The town’s pump station at the Fig Street collection system had issues with Vacuum pits. The problems have been found and fixed and did not cause any problems for customers.
Routine maintenance processes including filter backwashing and softener regenerations were completed at the Water Plant.
Lead and copper sample kits were distributed to residents.
The plant had 142,280 average daily production with a peak of 173,505 on 9/27.
Fall Fest at Pearl Farmer’s Market
Pearl Market Farmers Market will hold a Fall Farmers Markets every Saturday thru October 31. As it gets warmer later in the day, they have extended their hours from9 a.m. to 1 p.m.
Local Produce, Seafood, Baked Goods, Breakfast, Coffee, Art, Woodwork, Crafts, and much more.
The market has at least 25 local vendors that rotate every week. Come support your local businesses.
Located at 4198 Latimer Siding Rd off Lankford Hwy (Route 13,), Cape Charles. Just across 13 from the CBBT electronic message board.
Pet of the Week: Meet 20792
Meet 20792! This bashful lady is about 30 pound mixed breed and estimated to be around 2 years old. As you can tell from the video she is very shy but does accept cookies nicely. There is something a little hound-y to her and maybe a little pitty – a classic Eastern Shore mix.

■ The tasks:
A. According to the town news excerpt, what was the plant's peak daily production, and on what date did it occur?
B. Reproduce the town news excerpt between "Local Produce, Seafood, Baked" and "electronic message board.", inclusive.
The rows are separate material with no connection to the town news excerpt.

■ Records provided:
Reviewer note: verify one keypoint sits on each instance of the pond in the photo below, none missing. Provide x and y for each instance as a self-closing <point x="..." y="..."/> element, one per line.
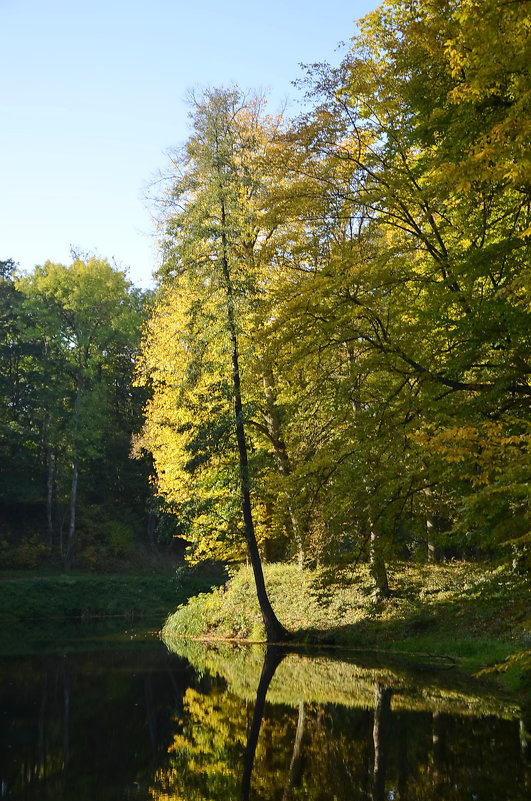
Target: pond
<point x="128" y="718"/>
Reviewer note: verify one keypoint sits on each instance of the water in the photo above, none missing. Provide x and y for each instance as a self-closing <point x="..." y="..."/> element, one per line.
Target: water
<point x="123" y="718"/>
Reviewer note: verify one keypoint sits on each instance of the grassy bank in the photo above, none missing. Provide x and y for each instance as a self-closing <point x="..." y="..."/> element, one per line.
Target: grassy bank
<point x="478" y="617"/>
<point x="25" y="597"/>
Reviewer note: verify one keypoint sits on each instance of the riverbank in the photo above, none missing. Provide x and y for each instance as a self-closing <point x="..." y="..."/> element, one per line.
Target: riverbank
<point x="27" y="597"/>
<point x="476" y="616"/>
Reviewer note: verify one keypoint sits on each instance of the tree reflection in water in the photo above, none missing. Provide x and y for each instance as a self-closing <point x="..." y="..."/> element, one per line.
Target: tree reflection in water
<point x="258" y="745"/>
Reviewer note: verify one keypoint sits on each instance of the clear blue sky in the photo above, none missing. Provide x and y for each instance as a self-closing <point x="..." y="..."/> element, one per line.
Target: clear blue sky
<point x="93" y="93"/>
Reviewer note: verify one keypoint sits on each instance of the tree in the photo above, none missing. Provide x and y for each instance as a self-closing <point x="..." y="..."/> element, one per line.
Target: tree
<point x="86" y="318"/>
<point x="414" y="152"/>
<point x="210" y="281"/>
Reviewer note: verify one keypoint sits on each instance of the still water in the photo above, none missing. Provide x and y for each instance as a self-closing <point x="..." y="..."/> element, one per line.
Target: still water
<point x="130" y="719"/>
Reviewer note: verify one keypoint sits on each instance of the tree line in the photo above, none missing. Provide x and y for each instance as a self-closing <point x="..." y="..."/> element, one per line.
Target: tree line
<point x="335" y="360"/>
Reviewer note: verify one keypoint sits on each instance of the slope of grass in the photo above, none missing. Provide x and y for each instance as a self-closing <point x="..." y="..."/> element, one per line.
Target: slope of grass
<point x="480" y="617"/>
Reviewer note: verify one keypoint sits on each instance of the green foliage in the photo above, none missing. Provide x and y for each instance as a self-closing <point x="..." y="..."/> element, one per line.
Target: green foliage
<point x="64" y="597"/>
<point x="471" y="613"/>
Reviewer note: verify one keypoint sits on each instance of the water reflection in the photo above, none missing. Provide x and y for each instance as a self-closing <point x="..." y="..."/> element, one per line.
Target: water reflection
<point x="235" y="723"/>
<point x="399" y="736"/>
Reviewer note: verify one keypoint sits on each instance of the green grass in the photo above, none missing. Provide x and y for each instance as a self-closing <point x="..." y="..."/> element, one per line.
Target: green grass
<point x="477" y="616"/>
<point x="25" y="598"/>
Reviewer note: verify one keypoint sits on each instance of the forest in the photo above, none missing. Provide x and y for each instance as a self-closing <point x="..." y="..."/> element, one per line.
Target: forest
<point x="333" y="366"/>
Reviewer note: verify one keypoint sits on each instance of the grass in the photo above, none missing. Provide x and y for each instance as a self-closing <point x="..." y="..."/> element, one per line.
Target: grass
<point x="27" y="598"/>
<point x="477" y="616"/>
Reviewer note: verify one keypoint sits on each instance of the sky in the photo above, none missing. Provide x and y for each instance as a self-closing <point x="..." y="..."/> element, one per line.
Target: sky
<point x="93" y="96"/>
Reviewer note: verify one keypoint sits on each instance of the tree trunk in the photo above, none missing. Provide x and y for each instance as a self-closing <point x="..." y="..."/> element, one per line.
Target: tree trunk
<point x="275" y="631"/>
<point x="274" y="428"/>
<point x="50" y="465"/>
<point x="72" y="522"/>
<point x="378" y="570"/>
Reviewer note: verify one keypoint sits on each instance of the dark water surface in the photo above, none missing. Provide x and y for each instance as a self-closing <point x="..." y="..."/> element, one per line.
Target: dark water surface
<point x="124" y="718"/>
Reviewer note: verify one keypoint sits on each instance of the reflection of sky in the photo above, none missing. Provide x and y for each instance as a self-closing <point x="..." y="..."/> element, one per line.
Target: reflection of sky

■ Solutions to the exercise:
A. The peak was 173,505, on 9/27.

B.
Local Produce, Seafood, Baked Goods, Breakfast, Coffee, Art, Woodwork, Crafts, and much more.
The market has at least 25 local vendors that rotate every week. Come support your local businesses.
Located at 4198 Latimer Siding Rd off Lankford Hwy (Route 13,), Cape Charles. Just across 13 from the CBBT electronic message board.